* **Task**
Please output the listing below word for word, every line of it from start to finish, with nothing changed.

————————

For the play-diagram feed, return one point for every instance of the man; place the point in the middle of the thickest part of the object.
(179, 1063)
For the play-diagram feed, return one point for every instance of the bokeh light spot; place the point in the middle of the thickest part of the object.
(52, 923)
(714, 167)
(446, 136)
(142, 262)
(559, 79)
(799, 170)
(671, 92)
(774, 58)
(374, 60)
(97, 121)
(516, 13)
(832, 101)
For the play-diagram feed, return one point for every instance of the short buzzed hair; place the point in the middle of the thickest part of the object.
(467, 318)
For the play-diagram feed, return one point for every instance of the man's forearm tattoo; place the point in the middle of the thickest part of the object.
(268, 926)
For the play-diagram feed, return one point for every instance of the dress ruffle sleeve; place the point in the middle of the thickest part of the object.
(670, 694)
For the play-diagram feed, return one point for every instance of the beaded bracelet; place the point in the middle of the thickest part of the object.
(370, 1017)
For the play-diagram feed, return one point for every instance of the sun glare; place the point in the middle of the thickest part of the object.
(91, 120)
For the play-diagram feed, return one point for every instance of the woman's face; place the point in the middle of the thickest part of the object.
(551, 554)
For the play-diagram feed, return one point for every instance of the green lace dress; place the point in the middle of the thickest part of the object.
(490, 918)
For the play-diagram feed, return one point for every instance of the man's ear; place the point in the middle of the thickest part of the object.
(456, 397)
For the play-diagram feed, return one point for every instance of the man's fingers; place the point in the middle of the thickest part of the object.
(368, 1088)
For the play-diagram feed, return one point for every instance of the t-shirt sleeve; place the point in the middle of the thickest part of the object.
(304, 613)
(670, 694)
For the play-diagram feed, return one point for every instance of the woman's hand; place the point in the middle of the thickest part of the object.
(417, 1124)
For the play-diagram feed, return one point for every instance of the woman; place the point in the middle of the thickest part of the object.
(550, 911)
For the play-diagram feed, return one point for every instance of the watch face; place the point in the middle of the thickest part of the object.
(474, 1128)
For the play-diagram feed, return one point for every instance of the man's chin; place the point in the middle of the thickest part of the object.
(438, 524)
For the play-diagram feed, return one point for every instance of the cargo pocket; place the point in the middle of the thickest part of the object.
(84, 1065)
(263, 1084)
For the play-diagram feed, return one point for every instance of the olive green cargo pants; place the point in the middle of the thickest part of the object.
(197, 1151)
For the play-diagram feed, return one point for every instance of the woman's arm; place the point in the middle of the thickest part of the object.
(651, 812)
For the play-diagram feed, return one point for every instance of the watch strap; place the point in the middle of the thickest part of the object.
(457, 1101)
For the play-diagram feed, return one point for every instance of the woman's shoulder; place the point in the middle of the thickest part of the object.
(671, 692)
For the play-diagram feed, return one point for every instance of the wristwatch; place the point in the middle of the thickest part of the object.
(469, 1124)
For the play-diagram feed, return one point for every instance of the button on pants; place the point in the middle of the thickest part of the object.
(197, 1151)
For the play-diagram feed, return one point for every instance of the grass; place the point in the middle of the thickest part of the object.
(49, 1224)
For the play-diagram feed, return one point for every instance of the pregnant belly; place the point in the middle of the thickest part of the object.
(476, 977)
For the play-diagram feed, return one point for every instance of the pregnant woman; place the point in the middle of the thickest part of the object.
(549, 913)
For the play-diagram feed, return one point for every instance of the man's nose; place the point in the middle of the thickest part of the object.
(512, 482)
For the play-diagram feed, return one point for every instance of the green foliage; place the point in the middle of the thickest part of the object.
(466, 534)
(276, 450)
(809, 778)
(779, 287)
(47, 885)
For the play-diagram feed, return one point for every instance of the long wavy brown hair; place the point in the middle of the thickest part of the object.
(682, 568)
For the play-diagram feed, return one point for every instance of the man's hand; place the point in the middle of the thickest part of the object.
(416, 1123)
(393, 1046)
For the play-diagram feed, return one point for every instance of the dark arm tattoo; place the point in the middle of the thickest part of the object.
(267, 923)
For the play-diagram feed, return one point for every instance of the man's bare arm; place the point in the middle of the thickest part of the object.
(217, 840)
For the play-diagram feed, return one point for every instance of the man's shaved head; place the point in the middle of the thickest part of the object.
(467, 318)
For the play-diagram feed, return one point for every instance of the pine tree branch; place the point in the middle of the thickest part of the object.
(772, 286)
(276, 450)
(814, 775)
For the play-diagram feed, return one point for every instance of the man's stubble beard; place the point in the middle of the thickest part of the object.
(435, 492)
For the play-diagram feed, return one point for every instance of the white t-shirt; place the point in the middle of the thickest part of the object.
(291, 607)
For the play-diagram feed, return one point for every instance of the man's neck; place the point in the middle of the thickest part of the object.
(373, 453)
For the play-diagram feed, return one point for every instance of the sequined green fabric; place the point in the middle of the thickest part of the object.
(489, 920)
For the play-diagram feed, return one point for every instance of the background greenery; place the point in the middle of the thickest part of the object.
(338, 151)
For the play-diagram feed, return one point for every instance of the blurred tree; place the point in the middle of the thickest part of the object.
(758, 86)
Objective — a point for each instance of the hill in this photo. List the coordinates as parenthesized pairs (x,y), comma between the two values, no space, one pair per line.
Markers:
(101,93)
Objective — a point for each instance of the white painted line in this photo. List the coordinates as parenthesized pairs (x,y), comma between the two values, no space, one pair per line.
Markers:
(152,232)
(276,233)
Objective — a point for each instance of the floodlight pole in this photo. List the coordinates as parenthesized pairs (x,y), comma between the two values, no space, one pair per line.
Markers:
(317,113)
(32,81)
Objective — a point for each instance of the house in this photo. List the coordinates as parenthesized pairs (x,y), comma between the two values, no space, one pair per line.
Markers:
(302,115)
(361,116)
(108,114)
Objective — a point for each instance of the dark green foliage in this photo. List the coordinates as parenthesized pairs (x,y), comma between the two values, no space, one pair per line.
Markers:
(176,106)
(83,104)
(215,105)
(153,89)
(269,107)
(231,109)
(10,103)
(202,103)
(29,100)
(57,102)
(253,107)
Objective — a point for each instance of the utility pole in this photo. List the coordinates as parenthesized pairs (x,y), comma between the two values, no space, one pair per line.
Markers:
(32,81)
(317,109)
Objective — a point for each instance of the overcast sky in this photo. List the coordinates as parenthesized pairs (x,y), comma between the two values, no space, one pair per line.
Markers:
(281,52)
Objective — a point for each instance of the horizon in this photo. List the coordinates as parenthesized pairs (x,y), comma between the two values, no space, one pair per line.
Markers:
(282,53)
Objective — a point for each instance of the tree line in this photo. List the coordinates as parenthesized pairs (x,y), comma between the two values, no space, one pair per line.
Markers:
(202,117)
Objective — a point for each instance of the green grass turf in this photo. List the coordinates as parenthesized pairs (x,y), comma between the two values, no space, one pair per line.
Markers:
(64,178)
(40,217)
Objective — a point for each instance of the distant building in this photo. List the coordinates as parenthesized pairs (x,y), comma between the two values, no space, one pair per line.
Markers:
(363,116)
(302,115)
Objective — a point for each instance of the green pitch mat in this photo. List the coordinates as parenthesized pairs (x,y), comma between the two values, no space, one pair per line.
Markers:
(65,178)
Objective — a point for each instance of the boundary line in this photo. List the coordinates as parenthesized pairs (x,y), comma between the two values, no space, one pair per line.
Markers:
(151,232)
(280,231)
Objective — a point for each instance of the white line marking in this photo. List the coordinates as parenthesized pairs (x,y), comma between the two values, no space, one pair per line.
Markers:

————————

* **Exercise solution**
For the play-diagram feed, return one point for every instance of the man; place the point in the middle of the thickest part of the object.
(179, 1063)
For the play-diagram feed, return one point for every instance of the bokeh light spot; place the point in the middle of the thickest part of the object.
(52, 923)
(714, 167)
(446, 136)
(142, 262)
(559, 79)
(799, 170)
(671, 92)
(774, 58)
(374, 60)
(97, 121)
(516, 13)
(832, 101)
For the play-diagram feed, return one point for every instance of the short buzzed hair; place the point in the middle of the thickest part of the object.
(467, 318)
For the play-diagram feed, return one point for every instance of the man's forearm tattoo; place the point in the middle of the thickest part of the object.
(268, 926)
For the play-diagram feed, return one point for every instance of the dress ruffle sleeve; place the point in the middle of the thickest part of the object.
(670, 694)
For the play-diagram feed, return one point for every instance of the beaded bracelet; place the point in the middle of the thickest part of the object.
(370, 1017)
For the play-diagram feed, return one point for every instance of the sun glare; place the point in the middle of the thickest part of the object.
(91, 120)
For the play-diagram feed, return one point for every instance of the woman's face; place the point in the middle of the thickest part of the object.
(551, 554)
For the play-diagram feed, return one point for every instance of the green lace dress; place the point in the middle of the thickest part of the object.
(490, 918)
For the play-diagram feed, return one point for every instance of the man's ear; place the point in the middle of the thickest part of the object.
(456, 397)
For the play-diagram feed, return one point for every instance of the man's fingers; place the point in the middle of the thickest part of the object.
(368, 1088)
For the play-diagram feed, return one point for every instance of the t-shirt sleeve; place the point in the middle of the thickest part of the object.
(304, 613)
(670, 694)
For the play-diagram feed, return one point for every instance of the woman's hand; place the point in the middle of the thickest part of the object.
(417, 1124)
For the play-diagram feed, return one point for every instance of the woman; place the point in the middle of the thickest part of the object.
(550, 911)
For the play-diagram feed, return one point for every instance of the watch face; place the point in the middle of the thickest part of the object.
(474, 1128)
For the play-diagram feed, return one point for every instance of the man's chin; place the point in the middle of the thickest part of the object.
(438, 524)
For the play-diagram feed, return one point for every instance of the cargo pocket; place the point in the middle of the thickest part of the object.
(84, 1065)
(263, 1084)
For the play-diagram feed, return one point for every instance of the olive green cargo pants; place the point in the middle of the thickest part of the object.
(197, 1151)
For the play-diagram feed, return one point for every instance of the woman's arm; place the point in the middle of the thickest part of the object.
(651, 812)
For the play-diagram feed, return one point for every instance of the watch strap; place the point in the middle of the thickest part of the object.
(457, 1101)
For the play-diagram feed, return one point for every instance of the woman's shoulder; place the point in the middle of the thickest part of the object.
(671, 692)
For the play-diagram feed, return one point for every instance of the wristwatch; place the point in the middle of the thickest part of the object.
(469, 1124)
For the play-diagram feed, return one point for every instance of the button on pants; place the point in the middle of the thickest part of the object.
(197, 1151)
For the play-diagram feed, return one point for every instance of the grass; place the point in the middle of the thickest part of the object.
(49, 1224)
For the play-diagram feed, return one point for every instance of the pregnant belly; place the point in the middle of the thickest part of the object.
(476, 977)
For the play-diagram feed, return one point for every instance of the pregnant woman; place the point in the middle of the thickest part of the object.
(549, 913)
For the play-diagram feed, return one point for every instance of the man's nose; place the point in the middle of the thickest part of the object.
(512, 482)
For the play-diagram feed, return one point for every instance of the green foliage; place the point in the middle of the thickest part of the object.
(466, 534)
(276, 450)
(809, 778)
(779, 287)
(47, 885)
For the play-diagram feed, return one point for every instance of the long wavy brown hair; place the point in the middle of the thickest part of the object.
(682, 568)
For the play-diagram feed, return one point for every instance of the man's hand; place the point in the middle of the thickest part of the object.
(416, 1123)
(393, 1046)
For the play-diagram feed, return one point for every instance of the dark arm tattoo; place the point in the middle of the thickest part of the object.
(267, 923)
For the play-diagram feed, return one point for every instance of the man's bare arm; place the point in the middle of the thickest part of the object.
(217, 840)
For the play-diagram feed, return one point for every instance of the man's shaved head; place the point in the middle of the thickest part of the object.
(467, 318)
For the play-diagram feed, return one point for every instance of the pine tree branch; place the point in the middle of the thickest part of the object.
(772, 286)
(276, 450)
(814, 775)
For the play-diagram feed, return one point for every instance of the man's stubble beard; place the point in the middle of the thickest part of the object.
(435, 492)
For the play-diagram feed, return one point for every instance of the white t-shirt; place the point in the middle of the thickest part of the object.
(291, 607)
For the play-diagram feed, return one point for every instance of the man's neck; place the point in the middle of the thickest part of the object.
(373, 453)
For the play-diagram feed, return one point for every instance of the sequined green fabric; place the point in the middle of the thickest part of the object.
(489, 920)
For the play-diagram feed, return one point for every instance of the background greenery; place the point in the middle of the thickest part of the object.
(338, 151)
For the play-diagram feed, return one point for every instance of the blurred tree; place the point in the middle of the thickest part of the object.
(758, 86)
Objective — a point for each instance of the hill in this photo. List the coordinates as parenthesized pairs (x,y), comma between the two values, no space, one pair per line.
Markers:
(101,93)
Objective — a point for each instance of the white painted line in this photo. List the coordinates as parenthesized pairs (x,y), comma between the two values, no space, one pair per line.
Markers:
(152,232)
(276,233)
Objective — a point for each instance of the floodlight pole in this photo. List the coordinates as parenthesized pairs (x,y), comma between the two values, no space, one pair per line.
Markers:
(317,113)
(32,81)
Objective — a point for each instance of the house in this photo. List the coordinates as parenthesized pairs (x,y), comma between the two values, no space, one pair per line.
Markers:
(302,115)
(361,116)
(108,114)
Objective — a point for each instance of the dark green foliage in this photo. List the coordinates as parenthesized pairs (x,y), comma between the two values, no space, one pair per line.
Markers:
(176,106)
(83,104)
(215,105)
(153,89)
(269,107)
(231,109)
(10,103)
(202,103)
(29,100)
(57,102)
(253,107)
Objective — a point for each instance of the utility pole in this photo. List the coordinates as parenthesized pairs (x,y), comma between the two values, no space, one pair per line.
Markers:
(32,81)
(317,109)
Objective — a point for each instance of the overcast sky in this photo. List the coordinates as parenthesized pairs (x,y), comma between the two values, no space, one pair per line.
Markers:
(281,52)
Objective — a point for each instance of the horizon in this photo. List the coordinates as parenthesized pairs (x,y), comma between the two values, no space, one pair per line.
Markers:
(282,53)
Objective — a point for each instance of the tree line in this photo. List the coordinates as parenthesized pairs (x,y), comma between the two values, no space, one pair per line.
Markers:
(202,117)
Objective — a point for each instance of the green grass turf in this photo. List the coordinates as parenthesized pairs (x,y), comma between the two values, no space, one pair per line.
Markers:
(64,178)
(40,217)
Objective — a point for each instance of the distant building in this photo. List the coordinates as parenthesized pairs (x,y), comma between the two values, no space, one pair per line.
Markers:
(363,116)
(302,115)
Objective — a point for each instance of the green pitch mat in this photo. List the coordinates as parenthesized pairs (x,y), comma between the two values, no space, one pair per line.
Markers:
(65,178)
Objective — a point for each instance of the boundary line in this photo. List the coordinates as parenthesized pairs (x,y), comma between the two values, no space, one pair per line.
Markers:
(151,232)
(280,231)
Objective — a point for each instance of the white line marking in this photo. List the coordinates as parenthesized pairs (x,y), comma between the two values, no space, one pair per line.
Markers:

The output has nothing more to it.